§ Texto selecionado
Relações fundamentais

Ele, que é embaixador no Japão, na China e no Paraguai, afirma que as relações econômicas e comerciais sino-brasileiras têm sido fundamentais para evitar o agravamento da crise econômica. Segundo ele, o país asiático continua a crescer muito mais do que a média da economia mundial e sua demanda por produtos brasileiros não para de crescer.

“Nosso desafio, nesse contexto, é buscar aproveitar plenamente as janelas de oportunidade que se nos abrem na China”, assevera ele, analisando o contexto das relações econômicas entre os dois países.

De acordo com Neves, as relações entre o Brasil e a China podem ganhar outra dimensão quando se examina a parceria entre os dois países com um olhar de longo prazo. “Sobretudo quando se tem em mente que a demanda externa desempenhará um papel central na retomada do crescimento da economia brasileira”, afirma.

§ Tarefas
1. No texto sobre as relações entre Brasil e China, reescreva de forma mais curta o parágrafo que começa com "Ele, que é embaixador", mantendo os fatos principais.
2. Segundo o texto sobre as relações entre Brasil e China, o que desempenhará um papel central na retomada do crescimento da economia brasileira?
3. Continue o texto sobre as relações entre Brasil e China a partir da última frase apresentada.

§ Dados fornecidos
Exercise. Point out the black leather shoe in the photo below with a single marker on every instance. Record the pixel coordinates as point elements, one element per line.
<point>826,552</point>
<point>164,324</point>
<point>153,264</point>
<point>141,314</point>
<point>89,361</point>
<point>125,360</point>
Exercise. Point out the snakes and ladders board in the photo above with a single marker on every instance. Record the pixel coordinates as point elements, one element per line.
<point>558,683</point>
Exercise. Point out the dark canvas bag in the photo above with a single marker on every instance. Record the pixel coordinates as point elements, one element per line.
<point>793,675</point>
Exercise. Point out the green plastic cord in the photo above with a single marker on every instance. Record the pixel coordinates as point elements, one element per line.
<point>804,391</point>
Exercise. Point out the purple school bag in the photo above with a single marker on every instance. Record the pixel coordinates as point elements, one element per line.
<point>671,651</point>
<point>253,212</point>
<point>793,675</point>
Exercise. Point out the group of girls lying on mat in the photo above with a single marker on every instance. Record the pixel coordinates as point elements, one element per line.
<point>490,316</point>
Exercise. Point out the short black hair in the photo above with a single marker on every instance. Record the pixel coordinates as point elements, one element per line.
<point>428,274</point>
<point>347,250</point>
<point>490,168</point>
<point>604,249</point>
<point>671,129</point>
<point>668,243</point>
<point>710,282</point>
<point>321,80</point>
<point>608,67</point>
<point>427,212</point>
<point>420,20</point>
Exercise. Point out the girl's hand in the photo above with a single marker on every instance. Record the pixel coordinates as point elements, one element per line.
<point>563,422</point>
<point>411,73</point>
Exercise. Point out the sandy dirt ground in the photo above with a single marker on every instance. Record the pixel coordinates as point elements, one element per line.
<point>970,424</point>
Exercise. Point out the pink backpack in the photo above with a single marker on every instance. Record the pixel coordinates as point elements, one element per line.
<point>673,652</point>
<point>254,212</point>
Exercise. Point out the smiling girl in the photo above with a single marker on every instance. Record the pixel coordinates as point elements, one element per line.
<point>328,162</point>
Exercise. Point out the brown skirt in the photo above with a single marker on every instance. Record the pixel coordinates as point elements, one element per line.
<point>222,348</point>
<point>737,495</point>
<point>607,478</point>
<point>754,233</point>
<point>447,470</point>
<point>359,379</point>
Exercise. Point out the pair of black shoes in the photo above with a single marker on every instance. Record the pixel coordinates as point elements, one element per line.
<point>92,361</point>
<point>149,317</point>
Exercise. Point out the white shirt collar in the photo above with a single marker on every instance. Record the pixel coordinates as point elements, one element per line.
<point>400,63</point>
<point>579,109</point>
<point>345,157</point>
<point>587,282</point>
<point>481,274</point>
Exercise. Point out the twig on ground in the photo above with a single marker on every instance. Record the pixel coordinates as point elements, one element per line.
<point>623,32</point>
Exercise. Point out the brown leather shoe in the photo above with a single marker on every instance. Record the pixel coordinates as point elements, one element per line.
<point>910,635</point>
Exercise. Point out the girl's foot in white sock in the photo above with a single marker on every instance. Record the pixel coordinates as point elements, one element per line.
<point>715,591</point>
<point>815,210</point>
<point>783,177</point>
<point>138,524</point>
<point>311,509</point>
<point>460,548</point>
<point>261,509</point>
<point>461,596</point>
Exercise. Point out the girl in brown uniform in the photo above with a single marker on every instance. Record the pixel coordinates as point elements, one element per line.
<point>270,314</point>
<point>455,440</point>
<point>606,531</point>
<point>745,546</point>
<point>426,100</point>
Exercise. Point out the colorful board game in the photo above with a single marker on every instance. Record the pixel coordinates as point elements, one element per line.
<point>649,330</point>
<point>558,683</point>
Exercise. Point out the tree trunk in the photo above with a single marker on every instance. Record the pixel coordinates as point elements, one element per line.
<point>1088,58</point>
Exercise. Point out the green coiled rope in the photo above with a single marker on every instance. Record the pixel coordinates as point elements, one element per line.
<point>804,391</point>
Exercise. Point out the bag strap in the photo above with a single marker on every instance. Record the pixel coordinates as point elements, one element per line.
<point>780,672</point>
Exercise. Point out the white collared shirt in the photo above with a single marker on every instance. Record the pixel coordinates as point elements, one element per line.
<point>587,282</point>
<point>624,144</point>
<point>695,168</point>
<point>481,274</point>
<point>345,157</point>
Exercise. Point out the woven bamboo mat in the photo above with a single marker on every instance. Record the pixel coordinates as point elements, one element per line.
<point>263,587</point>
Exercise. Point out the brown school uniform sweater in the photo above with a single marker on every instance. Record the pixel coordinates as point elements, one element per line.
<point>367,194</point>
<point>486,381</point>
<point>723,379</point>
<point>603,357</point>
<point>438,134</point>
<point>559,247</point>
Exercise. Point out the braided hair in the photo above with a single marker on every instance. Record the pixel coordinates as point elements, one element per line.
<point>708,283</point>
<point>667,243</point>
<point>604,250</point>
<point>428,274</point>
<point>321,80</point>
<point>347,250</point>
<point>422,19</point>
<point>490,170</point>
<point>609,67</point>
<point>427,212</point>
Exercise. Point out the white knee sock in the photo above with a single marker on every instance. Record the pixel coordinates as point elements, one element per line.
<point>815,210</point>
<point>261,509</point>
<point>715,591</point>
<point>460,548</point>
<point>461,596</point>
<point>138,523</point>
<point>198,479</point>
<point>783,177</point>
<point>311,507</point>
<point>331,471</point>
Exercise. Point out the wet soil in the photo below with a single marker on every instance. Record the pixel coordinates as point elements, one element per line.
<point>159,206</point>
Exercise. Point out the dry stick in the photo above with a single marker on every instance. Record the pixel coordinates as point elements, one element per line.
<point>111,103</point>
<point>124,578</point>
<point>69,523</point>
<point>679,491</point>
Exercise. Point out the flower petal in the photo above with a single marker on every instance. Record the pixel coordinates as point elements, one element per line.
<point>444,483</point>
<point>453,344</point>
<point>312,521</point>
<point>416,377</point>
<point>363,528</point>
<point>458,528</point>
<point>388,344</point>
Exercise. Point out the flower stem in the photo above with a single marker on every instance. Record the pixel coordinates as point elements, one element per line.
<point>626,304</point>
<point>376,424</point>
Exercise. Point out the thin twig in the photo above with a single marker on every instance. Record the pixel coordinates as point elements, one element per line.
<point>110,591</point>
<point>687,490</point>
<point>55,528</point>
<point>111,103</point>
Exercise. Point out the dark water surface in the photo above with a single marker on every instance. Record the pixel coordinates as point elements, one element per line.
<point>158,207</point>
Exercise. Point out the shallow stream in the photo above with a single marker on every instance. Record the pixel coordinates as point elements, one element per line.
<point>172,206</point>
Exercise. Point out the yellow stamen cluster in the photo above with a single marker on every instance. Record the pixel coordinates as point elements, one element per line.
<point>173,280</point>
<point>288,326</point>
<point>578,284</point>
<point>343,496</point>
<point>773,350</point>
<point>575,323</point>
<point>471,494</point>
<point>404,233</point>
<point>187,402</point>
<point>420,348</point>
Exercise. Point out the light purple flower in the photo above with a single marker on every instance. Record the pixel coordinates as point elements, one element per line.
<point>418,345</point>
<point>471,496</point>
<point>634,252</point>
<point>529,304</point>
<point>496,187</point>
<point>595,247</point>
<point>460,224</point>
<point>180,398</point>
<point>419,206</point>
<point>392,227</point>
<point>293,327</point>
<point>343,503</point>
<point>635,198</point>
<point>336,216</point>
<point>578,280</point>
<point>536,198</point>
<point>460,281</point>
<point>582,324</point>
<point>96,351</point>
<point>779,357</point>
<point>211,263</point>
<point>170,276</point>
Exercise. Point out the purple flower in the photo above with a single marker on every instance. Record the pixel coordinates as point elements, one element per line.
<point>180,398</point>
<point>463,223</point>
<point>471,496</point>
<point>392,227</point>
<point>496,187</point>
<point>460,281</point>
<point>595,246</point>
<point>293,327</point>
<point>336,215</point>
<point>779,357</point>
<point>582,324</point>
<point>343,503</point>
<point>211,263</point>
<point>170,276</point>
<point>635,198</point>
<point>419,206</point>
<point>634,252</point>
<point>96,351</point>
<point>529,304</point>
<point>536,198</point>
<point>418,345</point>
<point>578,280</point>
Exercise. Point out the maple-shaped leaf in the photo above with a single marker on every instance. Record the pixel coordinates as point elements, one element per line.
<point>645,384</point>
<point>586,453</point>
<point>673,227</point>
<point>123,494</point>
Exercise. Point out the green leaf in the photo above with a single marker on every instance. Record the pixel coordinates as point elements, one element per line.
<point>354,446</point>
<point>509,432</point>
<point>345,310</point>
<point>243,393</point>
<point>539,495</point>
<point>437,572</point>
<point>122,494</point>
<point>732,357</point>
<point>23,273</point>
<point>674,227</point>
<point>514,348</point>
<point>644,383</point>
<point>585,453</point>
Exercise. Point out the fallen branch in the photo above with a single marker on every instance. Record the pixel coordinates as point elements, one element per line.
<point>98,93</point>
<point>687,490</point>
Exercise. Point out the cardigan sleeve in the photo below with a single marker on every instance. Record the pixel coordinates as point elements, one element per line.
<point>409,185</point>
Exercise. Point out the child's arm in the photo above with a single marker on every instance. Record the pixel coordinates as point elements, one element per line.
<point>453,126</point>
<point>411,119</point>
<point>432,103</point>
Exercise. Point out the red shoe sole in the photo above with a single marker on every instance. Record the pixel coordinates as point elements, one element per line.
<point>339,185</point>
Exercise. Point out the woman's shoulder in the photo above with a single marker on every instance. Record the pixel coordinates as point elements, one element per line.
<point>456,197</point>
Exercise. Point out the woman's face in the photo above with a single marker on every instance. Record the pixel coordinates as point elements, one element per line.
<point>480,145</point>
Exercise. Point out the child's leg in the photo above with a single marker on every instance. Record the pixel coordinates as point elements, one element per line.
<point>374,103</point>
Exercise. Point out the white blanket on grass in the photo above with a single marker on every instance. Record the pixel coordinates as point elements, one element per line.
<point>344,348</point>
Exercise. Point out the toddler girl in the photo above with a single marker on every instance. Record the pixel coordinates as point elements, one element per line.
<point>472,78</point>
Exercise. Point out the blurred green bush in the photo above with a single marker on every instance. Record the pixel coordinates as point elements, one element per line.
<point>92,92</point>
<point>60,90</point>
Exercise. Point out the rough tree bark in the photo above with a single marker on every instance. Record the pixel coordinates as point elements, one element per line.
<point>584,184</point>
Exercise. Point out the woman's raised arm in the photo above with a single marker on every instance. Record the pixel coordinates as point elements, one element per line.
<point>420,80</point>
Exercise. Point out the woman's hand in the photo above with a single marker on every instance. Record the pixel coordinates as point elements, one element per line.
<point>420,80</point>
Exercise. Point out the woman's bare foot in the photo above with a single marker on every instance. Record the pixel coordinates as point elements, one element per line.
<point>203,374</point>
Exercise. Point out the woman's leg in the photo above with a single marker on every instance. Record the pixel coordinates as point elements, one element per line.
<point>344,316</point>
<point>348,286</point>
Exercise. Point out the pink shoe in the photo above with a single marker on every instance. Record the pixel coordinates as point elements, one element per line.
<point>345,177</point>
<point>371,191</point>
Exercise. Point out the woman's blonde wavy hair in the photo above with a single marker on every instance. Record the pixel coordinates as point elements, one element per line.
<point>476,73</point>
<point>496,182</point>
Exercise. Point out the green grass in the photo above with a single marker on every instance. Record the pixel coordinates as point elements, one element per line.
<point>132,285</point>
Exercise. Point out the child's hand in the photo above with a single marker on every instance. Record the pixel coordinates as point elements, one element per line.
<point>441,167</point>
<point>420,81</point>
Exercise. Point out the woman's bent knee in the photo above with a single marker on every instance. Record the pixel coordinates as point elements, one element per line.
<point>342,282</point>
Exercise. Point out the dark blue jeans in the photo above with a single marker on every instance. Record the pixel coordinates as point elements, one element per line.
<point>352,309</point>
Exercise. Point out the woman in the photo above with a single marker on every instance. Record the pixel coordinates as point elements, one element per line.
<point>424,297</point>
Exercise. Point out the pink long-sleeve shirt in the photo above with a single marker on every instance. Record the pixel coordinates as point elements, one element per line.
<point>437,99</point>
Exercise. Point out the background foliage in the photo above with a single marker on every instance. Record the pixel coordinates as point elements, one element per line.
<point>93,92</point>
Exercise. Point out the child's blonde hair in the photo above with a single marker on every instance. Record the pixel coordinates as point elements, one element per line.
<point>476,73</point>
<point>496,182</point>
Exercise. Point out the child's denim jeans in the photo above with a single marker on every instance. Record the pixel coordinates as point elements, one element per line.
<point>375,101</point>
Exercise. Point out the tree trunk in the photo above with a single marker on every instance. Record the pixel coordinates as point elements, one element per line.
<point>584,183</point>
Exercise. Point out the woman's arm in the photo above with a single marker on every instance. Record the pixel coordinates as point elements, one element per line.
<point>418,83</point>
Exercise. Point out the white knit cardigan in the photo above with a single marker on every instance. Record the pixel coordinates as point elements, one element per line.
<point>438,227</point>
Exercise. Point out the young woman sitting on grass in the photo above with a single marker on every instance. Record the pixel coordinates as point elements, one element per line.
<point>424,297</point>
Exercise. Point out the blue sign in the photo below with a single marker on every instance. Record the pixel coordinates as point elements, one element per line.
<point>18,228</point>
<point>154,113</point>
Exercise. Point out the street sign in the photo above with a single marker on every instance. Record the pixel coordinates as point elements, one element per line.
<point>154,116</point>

§ Respostas
1. O embaixador no Japão, na China e no Paraguai afirma que as relações econômicas e comerciais entre Brasil e China têm sido fundamentais para evitar o agravamento da crise econômica. A China segue crescendo muito acima da média mundial, e sua demanda por produtos brasileiros não para de aumentar.

2. A demanda externa.

3.
Arrocho fiscal

O profundo desequilíbrio fiscal em que o Brasil se encontra, de acordo com Neves, dificilmente será corrigido nos próximos anos, levando a um crescimento modesto da demanda interna.  Ele também é membro do Conselho de Administração do Grupo Pão de Açúcar.

O aproveitamento pleno das janelas de oportunidade requer do Brasil, segundo ele, aumento de competitividade internacional mediante investimentos em infraestrutura, em capital humano, bem como fortalecer o ambiente de negócios.

“Em suma, precisamos ter estratégia de longo prazo em nossas relações com a China e, sobretudo, fazer nosso ‘dever de casa’”, assinala ele, que é ex-secretário-geral adjunto das Relações Exteriores e ex-diretor-geral para as Américas no Itamaraty.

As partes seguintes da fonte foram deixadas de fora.